Set problem →
Reproduce the records word for word, beginning at the line that contains "lab coat pocket." and ending after the line that contains "[0,1,899,276]", with both of those lines included.

Material supplied →
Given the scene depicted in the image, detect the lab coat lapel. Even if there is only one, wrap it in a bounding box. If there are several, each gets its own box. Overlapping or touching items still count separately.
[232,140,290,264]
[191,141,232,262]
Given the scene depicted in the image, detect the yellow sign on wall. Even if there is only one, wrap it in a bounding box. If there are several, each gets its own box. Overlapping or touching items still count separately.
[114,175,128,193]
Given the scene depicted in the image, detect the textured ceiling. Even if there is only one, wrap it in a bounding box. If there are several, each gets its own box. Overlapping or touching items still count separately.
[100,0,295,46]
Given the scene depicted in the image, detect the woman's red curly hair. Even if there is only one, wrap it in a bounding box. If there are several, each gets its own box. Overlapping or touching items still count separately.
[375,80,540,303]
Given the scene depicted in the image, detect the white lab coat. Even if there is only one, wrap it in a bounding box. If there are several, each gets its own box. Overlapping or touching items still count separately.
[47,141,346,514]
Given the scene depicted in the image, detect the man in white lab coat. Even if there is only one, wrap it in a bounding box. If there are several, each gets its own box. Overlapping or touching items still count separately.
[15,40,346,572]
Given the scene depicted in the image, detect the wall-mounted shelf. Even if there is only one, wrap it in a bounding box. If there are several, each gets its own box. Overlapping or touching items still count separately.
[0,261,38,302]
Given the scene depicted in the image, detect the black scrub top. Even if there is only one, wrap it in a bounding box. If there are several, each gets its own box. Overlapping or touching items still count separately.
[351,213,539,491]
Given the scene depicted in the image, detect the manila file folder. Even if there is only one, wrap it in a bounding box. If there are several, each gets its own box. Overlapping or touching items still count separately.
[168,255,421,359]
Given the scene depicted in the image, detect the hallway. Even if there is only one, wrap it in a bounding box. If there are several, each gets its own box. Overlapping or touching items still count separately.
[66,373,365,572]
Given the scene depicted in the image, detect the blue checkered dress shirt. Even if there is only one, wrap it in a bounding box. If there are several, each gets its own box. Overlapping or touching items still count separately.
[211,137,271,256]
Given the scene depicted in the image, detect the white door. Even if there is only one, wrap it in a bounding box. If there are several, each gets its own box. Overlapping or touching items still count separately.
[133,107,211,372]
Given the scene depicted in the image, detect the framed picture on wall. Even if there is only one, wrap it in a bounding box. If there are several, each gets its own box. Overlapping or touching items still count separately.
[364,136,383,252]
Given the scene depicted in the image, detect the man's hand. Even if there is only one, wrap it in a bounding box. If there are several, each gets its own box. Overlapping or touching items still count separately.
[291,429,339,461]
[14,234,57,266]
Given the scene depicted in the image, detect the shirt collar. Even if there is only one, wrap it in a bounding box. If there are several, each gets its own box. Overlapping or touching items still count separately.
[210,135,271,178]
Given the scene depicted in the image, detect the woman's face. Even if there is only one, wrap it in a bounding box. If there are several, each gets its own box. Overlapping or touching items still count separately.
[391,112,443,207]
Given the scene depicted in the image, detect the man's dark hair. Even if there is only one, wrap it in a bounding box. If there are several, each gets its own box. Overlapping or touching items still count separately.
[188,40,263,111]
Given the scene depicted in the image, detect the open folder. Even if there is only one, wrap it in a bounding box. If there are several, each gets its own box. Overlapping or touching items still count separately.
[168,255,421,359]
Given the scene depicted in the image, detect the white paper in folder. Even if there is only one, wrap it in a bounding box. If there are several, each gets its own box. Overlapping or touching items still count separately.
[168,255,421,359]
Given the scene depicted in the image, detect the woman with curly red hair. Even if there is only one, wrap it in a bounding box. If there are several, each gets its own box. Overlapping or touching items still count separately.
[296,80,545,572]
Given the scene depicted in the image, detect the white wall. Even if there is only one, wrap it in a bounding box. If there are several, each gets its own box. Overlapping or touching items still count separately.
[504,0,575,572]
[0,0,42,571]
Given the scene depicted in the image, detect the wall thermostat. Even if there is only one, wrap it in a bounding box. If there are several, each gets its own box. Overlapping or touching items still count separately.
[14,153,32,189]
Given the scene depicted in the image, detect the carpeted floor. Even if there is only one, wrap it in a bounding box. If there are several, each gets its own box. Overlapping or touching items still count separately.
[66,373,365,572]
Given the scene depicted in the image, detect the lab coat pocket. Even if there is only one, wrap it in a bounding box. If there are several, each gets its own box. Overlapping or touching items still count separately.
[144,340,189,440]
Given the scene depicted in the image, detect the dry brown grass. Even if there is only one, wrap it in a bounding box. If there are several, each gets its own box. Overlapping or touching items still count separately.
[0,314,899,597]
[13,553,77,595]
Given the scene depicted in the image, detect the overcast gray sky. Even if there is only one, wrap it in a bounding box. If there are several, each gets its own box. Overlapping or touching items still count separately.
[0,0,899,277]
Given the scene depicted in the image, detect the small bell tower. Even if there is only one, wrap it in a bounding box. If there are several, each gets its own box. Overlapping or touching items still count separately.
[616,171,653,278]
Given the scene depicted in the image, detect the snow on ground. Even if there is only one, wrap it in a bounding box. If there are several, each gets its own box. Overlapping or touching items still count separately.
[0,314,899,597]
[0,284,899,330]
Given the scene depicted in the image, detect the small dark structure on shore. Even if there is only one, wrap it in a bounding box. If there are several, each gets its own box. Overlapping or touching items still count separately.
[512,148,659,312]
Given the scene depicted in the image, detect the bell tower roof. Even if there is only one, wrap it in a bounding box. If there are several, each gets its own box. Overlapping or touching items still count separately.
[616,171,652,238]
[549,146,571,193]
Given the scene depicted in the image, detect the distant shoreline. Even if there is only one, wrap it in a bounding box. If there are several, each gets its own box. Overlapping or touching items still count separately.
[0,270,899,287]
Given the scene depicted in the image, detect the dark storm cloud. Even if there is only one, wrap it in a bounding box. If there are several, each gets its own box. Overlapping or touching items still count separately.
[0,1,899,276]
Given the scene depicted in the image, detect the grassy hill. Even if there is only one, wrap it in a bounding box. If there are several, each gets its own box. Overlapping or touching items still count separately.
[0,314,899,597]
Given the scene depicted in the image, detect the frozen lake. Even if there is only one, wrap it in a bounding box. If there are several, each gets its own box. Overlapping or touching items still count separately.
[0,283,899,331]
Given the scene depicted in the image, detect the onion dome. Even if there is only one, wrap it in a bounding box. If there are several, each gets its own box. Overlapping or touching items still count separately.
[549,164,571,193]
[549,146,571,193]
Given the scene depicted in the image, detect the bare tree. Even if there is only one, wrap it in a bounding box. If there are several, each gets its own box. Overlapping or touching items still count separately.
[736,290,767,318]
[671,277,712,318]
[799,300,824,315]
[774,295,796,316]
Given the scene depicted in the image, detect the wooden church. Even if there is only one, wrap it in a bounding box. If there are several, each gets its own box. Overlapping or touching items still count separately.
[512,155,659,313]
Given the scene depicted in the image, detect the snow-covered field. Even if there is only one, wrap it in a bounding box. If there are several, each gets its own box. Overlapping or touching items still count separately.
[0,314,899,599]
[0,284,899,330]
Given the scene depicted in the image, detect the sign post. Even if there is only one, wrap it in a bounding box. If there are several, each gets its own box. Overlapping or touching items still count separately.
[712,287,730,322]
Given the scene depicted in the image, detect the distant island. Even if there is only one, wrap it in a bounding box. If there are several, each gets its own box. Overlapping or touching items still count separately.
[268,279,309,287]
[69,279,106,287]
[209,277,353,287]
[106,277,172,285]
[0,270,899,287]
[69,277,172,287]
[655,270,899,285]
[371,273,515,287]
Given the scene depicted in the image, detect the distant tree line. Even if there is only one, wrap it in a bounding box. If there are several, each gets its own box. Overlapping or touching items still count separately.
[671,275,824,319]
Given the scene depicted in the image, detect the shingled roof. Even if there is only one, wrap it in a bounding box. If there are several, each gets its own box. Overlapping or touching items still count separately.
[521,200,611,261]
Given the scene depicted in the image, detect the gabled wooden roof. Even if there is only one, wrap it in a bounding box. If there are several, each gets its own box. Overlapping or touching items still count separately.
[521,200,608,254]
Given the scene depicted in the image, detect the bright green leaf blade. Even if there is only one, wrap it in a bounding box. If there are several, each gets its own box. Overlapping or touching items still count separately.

Solution →
Given the scene depicted in the image, detect the lab coat pocket. Even if there is only one, wrap it in a bounding box. If there are several, each gets its own box. Overlapping or touching items still count separately.
[144,340,189,440]
Given the scene depicted in the image, detect the dry brown grass. Even if there is only one, wrap it in a bounding box. If there are several, each gets its own box. Overlapping or touching items still count separately.
[0,314,899,597]
[13,553,77,595]
Given the scene depicted in the image, detect the overcast gray sky. Even if there is only one, wrap it in a bounding box. If there are several, each gets its own box. Overlapping or touching items still count separately.
[0,0,899,277]
Given the scene depicted in the image, detect the small bell tower. Even if there is only one, wrap it in a bounding box. If there are several, each gets its own box. Overlapping or touching items still count separately.
[616,171,653,278]
Given the scene depicted in the image, detect the snow on ground. Even if there is only one, wrap it in a bounding box. If there are several, each gets its own box. Overlapping or touching items still count separately.
[0,314,899,597]
[0,284,899,330]
Given the scene depicted in the image, detect the small dark structure on shore. Even if there is only one, wrap it in a bounding box. If there are several, each gets its own box. Overlapping or touching items still count separately.
[512,148,659,312]
Given the scene depicted in the image, detect the bell tower roof. Even if there is only one, wrap it in a bounding box. If there are several, each gets its own box. Overlapping or touching items still count separately.
[616,171,652,238]
[549,146,571,193]
Given the scene depicted in the image, detect the distant shoreline. Even if there is only one, wrap it in a bounding box. If there are several, each gets its own box. Overlapping or touching items still count separately.
[0,270,899,287]
Given the scene depicted in the image, detect the dark storm cloud. Even if there is only one, wrap it in a bounding box. If there are several, each gets its own box. Overlapping or touching items still count separately.
[0,1,899,276]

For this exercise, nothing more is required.